=== SUPPLIED TEXT ===

Thursday, 27 May 2004

Vaguely tenurable activity

Here’s a brief article on Quantian (a “live Linux” CD with lots of scientific and mathematical goodies on it) I’m working on with a fellow Debianista for submission to The Political Methodologist, our humble little organized section newsletter. Any comments or feedback would be appreciated.

Friday, 7 May 2004

You were just a waste of time

Josh Chafetz asks the $64,000 question in American public opinion polling:

[W]hat, exactly, is the point of continually doing nationwide polls when all that matters are the states? I mean, I know nationwide polls are a lot cheaper, but just making up the results would be cheaper still, and only marginally more relevant.

Well, I don’t know that nationwide polling is truly irrelevant; the state-level poll results would be close to a simple linear function of the national polling number, although the effects of campaign advertising—concentrated in the “battleground states”—will cause divergence from linearity.

But due to statistical theory, and the closeness of presidential elections, you’d have to survey a lot more people to get accurate state-level data… realistically, a sample less than 500 per state is useless, which means polling 25,500 people (including D.C.) per survey—and you’re still getting a sampling error of ±4.5% per state. So the best that you can do is pretty much what’s done in practice—you do national surveys augmented by state-level surveys in states that are a priori believed to be close.

Friday, 30 April 2004

Average Students

Len Cleavlin has a classic example (albeit probably apocryphal) of the dangers of the arithmetic mean:

There’s an old joke that the Geography Department at the University of North Carolina would tell prospective majors the average salary of graduates with a bachelor’s degree in geography from UNC, without telling them that UNC alumnus and NBA star Michael Jordan received his bachelor’s in geography….

Ole Miss’ criminal justice department might consider employing this trick, as New Orleans Saint Deuce McAllister was a CJ major (though I’m damned if I know whether or not he actually graduated); even given the number of CJ majors who’ve matriculated, Deuce’s NFL salary would probably bump up the mean by a few grand.

===

▶ TASK DETAILS: Resume the blog entries on polling and statistics, starting right after their final sentence. The material has no connection to the blog entries on polling and statistics.

=== DATA EXTRACT ===

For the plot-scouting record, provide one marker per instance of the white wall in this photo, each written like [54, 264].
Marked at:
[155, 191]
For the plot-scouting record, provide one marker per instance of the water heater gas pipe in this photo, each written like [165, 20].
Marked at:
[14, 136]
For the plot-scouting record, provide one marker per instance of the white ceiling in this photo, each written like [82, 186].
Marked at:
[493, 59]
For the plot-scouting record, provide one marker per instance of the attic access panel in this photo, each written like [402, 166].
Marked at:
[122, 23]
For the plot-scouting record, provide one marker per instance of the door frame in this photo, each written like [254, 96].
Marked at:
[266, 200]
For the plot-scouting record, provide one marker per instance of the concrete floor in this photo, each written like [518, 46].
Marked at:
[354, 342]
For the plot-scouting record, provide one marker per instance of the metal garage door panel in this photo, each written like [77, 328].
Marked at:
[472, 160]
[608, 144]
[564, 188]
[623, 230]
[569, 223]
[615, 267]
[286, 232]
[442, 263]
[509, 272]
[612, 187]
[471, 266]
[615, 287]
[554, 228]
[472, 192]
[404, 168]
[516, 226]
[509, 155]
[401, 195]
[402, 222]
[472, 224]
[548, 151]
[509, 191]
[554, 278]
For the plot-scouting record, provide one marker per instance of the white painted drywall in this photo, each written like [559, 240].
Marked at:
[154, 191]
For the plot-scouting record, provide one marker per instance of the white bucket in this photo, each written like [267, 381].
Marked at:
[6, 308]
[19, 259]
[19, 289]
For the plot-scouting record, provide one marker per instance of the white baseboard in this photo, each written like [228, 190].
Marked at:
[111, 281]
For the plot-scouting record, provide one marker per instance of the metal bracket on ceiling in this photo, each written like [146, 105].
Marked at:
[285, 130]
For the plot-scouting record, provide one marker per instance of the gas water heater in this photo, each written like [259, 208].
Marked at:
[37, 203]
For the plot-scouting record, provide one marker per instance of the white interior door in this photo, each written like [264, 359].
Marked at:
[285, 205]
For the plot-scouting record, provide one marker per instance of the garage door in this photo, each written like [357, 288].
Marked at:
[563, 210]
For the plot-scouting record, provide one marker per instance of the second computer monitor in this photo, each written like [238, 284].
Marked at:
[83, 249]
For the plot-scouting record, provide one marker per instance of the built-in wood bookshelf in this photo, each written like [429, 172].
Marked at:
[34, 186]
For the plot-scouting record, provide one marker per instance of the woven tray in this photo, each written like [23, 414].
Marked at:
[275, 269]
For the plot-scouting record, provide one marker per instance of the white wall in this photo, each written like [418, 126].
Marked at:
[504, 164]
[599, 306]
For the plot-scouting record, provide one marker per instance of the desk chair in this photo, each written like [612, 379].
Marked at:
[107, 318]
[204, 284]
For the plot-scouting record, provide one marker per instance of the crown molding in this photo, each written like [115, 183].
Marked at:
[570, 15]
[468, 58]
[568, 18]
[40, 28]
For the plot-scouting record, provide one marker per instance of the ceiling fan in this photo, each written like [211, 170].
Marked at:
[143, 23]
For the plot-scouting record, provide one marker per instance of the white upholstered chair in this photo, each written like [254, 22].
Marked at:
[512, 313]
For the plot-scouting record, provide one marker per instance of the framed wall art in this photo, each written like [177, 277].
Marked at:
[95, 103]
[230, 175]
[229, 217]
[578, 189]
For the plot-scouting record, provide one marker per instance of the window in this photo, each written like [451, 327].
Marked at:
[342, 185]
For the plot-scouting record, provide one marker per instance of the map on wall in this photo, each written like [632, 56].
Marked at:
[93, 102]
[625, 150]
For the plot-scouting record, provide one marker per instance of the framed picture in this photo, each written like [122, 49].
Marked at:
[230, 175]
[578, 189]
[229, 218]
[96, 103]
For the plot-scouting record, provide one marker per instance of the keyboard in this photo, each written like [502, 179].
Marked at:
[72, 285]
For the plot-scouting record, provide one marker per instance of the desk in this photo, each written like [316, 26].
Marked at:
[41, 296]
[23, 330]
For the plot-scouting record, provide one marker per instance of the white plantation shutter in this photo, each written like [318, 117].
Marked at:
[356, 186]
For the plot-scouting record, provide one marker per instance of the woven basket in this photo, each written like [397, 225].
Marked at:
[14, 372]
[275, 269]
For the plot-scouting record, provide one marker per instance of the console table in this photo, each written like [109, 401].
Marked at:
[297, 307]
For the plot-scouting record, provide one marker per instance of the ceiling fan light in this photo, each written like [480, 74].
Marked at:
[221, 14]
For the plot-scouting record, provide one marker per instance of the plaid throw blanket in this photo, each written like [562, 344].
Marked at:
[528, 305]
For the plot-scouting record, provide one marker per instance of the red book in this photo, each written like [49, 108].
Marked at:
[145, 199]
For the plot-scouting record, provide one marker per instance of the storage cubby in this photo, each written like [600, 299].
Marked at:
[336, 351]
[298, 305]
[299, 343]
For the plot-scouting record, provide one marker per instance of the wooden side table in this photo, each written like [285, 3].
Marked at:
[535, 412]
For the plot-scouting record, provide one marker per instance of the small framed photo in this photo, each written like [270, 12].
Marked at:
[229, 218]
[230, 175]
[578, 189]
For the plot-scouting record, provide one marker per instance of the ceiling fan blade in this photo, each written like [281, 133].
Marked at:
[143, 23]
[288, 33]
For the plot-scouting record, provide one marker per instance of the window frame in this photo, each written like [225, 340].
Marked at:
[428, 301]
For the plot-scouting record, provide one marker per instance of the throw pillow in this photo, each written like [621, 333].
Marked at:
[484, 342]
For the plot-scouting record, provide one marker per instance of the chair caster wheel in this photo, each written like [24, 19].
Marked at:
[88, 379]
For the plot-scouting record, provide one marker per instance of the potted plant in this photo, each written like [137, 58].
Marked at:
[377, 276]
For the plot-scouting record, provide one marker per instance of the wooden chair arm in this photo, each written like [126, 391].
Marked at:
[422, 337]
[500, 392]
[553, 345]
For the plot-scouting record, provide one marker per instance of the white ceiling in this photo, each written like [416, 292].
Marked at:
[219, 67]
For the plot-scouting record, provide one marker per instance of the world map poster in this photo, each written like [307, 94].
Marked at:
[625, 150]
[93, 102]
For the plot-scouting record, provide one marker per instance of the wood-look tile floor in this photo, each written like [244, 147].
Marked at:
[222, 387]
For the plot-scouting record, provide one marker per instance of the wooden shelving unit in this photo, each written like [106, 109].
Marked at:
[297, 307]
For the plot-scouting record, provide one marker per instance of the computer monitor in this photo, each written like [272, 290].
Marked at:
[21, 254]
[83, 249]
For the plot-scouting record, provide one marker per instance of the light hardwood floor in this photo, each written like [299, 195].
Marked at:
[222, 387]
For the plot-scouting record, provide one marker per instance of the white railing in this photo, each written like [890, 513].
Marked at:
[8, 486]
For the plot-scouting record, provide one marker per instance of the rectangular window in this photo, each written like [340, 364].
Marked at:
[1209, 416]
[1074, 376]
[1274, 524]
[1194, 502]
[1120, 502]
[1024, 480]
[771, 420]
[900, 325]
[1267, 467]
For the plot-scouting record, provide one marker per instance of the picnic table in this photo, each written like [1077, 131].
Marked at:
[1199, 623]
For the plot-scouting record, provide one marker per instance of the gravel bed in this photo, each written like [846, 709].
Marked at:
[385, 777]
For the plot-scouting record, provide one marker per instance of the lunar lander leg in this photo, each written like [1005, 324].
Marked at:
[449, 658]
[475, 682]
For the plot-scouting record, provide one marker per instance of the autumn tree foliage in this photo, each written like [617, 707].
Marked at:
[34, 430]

===

▶ OUTPUT FOR THIS EXERCISE:
Inductive reasoning

David Pinto doesn’t think much of ESPN’s continued plugging of its “productive outs” statistic, and in particular Buster Olney’s justification thereof, as summarized by Pinto:

The basic argument is: here’s a stat, this team is good at it, this team won, so it must be important to be good at that stat.

I’m all for inductive reasoning, but inductive reasoning from a single case is, generally speaking, not a very smart idea…

In other baseball news, Ole Miss finally got off the schnide with a 2–1 victory over Murray State on Wednesday (snapping a six-game losing streak); let’s hope they can stay on track this weekend at South Carolina.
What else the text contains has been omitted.